What you need to do = Your task is to give the entries back exactly, leaving nothing out.

(Data records)
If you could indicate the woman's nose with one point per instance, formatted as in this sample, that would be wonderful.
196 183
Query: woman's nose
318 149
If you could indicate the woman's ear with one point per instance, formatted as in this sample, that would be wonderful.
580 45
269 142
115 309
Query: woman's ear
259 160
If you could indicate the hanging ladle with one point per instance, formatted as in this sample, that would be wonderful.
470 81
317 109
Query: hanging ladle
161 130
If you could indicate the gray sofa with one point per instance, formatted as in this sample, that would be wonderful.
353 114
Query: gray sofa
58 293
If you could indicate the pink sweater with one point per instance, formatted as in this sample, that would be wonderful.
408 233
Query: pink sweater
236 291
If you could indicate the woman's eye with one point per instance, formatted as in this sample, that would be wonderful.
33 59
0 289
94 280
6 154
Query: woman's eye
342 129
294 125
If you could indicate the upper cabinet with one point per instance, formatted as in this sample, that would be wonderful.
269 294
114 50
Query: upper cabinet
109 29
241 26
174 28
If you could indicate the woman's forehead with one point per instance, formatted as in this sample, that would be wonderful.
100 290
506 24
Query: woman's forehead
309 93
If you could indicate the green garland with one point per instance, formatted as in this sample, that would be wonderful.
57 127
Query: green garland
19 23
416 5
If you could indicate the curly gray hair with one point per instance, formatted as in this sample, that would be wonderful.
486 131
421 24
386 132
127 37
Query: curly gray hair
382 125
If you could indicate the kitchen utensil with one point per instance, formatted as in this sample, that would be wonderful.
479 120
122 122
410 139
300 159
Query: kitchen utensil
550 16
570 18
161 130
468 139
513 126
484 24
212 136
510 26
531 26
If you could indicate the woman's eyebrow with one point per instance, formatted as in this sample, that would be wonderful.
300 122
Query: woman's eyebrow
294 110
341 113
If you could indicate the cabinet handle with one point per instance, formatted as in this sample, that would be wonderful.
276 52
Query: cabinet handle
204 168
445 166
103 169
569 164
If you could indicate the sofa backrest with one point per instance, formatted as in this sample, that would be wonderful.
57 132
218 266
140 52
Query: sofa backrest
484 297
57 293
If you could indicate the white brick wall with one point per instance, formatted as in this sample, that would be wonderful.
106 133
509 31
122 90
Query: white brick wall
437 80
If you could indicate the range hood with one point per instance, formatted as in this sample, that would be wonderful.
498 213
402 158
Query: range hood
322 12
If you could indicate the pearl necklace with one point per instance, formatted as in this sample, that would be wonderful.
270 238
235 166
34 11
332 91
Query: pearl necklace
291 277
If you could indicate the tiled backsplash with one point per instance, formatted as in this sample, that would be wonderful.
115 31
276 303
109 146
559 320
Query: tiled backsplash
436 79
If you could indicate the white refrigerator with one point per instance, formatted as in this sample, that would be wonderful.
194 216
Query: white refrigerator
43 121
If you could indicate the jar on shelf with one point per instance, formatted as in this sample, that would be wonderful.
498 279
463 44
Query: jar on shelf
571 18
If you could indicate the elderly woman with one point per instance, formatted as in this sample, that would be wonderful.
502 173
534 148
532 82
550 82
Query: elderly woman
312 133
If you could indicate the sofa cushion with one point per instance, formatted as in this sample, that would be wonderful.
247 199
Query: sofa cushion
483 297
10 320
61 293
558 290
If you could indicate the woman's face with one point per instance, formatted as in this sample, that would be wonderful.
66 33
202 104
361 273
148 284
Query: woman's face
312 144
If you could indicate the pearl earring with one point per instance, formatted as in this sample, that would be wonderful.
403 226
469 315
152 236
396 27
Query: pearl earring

Output of the exercise =
If you could indicate the woman's nose with one point per instance, formatted as in this sample, that would be wonderful.
196 183
Query: woman's nose
318 149
If you could indicate the woman's ear with one point per instance, formatted as in this sample, that would be wonderful.
580 45
269 142
115 309
Query: woman's ear
259 160
If you could indicate the hanging ladle with one point per instance, formatted as in this sample, that would be wonderful.
470 81
317 109
Query: hanging ladle
161 130
If you could indicate the gray sofa with one point per instance, formatted as in this sample, that would be wonderful.
353 114
Query: gray sofa
58 293
If you could indicate the pink sweater with one point per instance, formatted as in this sample, that would be wonderful.
408 233
Query: pink sweater
236 291
If you could indicate the woman's eye with one point per instance, formatted as in this sample, that would be wonderful.
33 59
0 289
94 280
6 154
Query: woman's eye
342 129
294 125
If you could indicate the upper cabinet with one point per instance, formatted as in this sample, that would be wonderful.
269 294
114 50
Query: upper cabinet
109 29
241 26
174 28
If you could indicate the woman's forehead with one point per instance, formatted as in this sample, that would be wonderful.
100 290
506 24
Query: woman's forehead
309 93
If you could indicate the green garland with one point per instance, formatted as in this sample, that would be wonderful.
57 127
Query: green garland
19 23
416 5
If you could indicate the curly gray hair with one point per instance, formatted as in this sample, that would be wonderful.
486 131
421 24
386 132
127 37
Query: curly gray hair
382 125
If you could indicate the kitchen utensil with one point per instance, formatted as in this sample, that would be wonderful.
479 120
122 122
410 139
300 159
Query: kitchen utensil
550 16
570 18
161 130
468 139
513 126
484 24
212 136
510 26
531 26
If you could indicate the woman's eyebrow with one point per instance, formatted as in this sample, that would be wonderful.
300 122
Query: woman's eyebrow
294 110
341 113
If you could indicate the cabinet handle with one point per instance, formatted as in this sample, that would be wonderful.
276 52
Query: cabinet handle
204 168
445 166
103 169
569 164
If you could indicate the sofa backrest with one point per instance, formatted as in this sample, that would be wonderful.
57 132
218 266
140 52
Query: sofa backrest
484 297
57 293
If you could indicate the white brick wall with one point per instance, formatted as in this sample, that would be wonderful.
106 133
509 31
122 90
Query: white brick wall
437 80
If you could indicate the range hood with one point per instance, formatted as in this sample, that would be wonderful.
498 213
402 158
Query: range hood
322 12
If you could indicate the pearl necklace with one point per instance, formatted as in this sample, that would be wonderful.
270 238
235 166
34 11
332 91
Query: pearl necklace
291 277
If you could indicate the tiled backsplash with one point per instance, formatted as in this sample, that would be wonderful.
115 31
276 303
109 146
559 320
Query: tiled backsplash
436 79
If you could indicate the white refrigerator with one point per instance, formatted as in this sample, that would be wonderful.
194 216
Query: white refrigerator
43 121
If you could indicate the jar on shelf with one point per instance, formatted as in this sample, that would be wonderful.
498 279
463 44
Query: jar on shelf
571 18
If you could indicate the elderly woman with one point per instance, formatted as in this sample, that would be wonderful.
502 173
534 148
532 82
550 82
Query: elderly woman
312 133
If you could indicate the sofa cushion with one point per instance, formatted as in this sample, that would be wonderful.
247 199
Query: sofa cushion
483 297
10 320
61 293
558 290
If you could indicate the woman's face with one point per instance, formatted as in this sample, that would be wonderful.
66 33
202 104
361 273
148 284
Query: woman's face
312 144
If you could indicate the pearl earring with one point per instance, formatted as in this sample, that would be wonderful.
403 226
469 315
152 236
396 27
Query: pearl earring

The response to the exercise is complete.